SET OF TASKS:
**a)** Reproduce the blog post from "The road of" to "the Washington Post.".
**b)** Answer these questions from the blog post:
(i) Whose report is the source of the claims about Roberts?
(ii) What year does the blog post give for Roberts's views?
(iii) Which dictionary does the blog post quote for "boondoggle"?
**c)** List everything the blog post's examples say Roberts opposed.

EXTRACTED TEXT:
The road of excess leads to the palace of wisdom. - Wm. Blake

Wednesday, July 27, 2005

Cross-reference

OK, not like Atrios needs a link from me, but here's his Roberts post, related to mine below.

2 of his excerpts were summarized below.

Info from the Washington Post.

Wow. Right-wing Roberts

Unless Nina Totenberg - normally moderately liberal at most - is really shading things in this report, Roberts turns out to be - or to have been in 1982 - a raging, anti-civil rights right-winger.

This is in reference to the massive doc dump (and kudos to NPR for getting so many substantial nuggets on air in 12 hours flat) from yesterday. I haven't had a chance to review any other news or views on this, but Nina quoted at least a half dozen different docs in which Roberts basically looks at Ted Olsen (!) and says, Stop being so liberal.

Examples:

Congress was trying this BS where Congress tries to limit the courts' rights to rule on prayer in schools, etc. Olsen reported that it was dubious constitutionally, and bad policy. Roberts flayed him, claiming that "real courage would be to read the Constitution as it was written."

He opposed any but the narrowest reading of Title 9.

He opposed many of the EEOC complaints brought by the very conservative Reagan appointee in charge.

He basically opposed the heart of the Voting Rights Act signed by Reagan.

He opposed funding for Coretta Scott King's programs at the King Center.

So apparently I spoke too soon. The guy isn't just a partisan hack. He's an ideologue, through and through.

Boondoggle?

OK, one tiny sidelight issue on the whole Plame matter. I keep seeing the term "boondoggle" being used as if it were synonymous with "junket." But it isn't. As Apple's handy built-in Oxford Dictionary puts it, a boondoggle is
work or activity that is wasteful or pointless but gives the appearance of having value;
• a public project of questionable merit that typically involves political patronage and graft.

I would say that the second definition is precisely how Rove, et al. have tried to spin Wilson's mission, and is, from their POV, accurate. I would argue that it's inaccurate (just as the White House's statements about the Plame matter and about Iraq's nuclear program were inaccurate), and it could be argued that they're hinting that Wilson's mission was somehow plum, but I find objections to the term boondoggle on the basis that Niger is an undesirable destination to be beside the point.

RAW DATA:

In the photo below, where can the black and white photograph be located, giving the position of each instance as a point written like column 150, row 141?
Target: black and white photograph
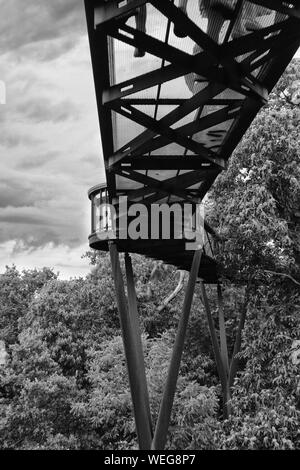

IN RESPONSE:
**a)**
The road of excess leads to the palace of wisdom. - Wm. Blake

Wednesday, July 27, 2005

Cross-reference

OK, not like Atrios needs a link from me, but here's his Roberts post, related to mine below.

2 of his excerpts were summarized below.

Info from the Washington Post.

**b)**
(i) Nina Totenberg's
(ii) 1982
(iii) Apple's built-in Oxford Dictionary

**c)**
- Any but the narrowest reading of Title 9
- Many of the EEOC complaints brought by the Reagan appointee in charge
- The heart of the Voting Rights Act signed by Reagan
- Funding for Coretta Scott King's programs at the King Center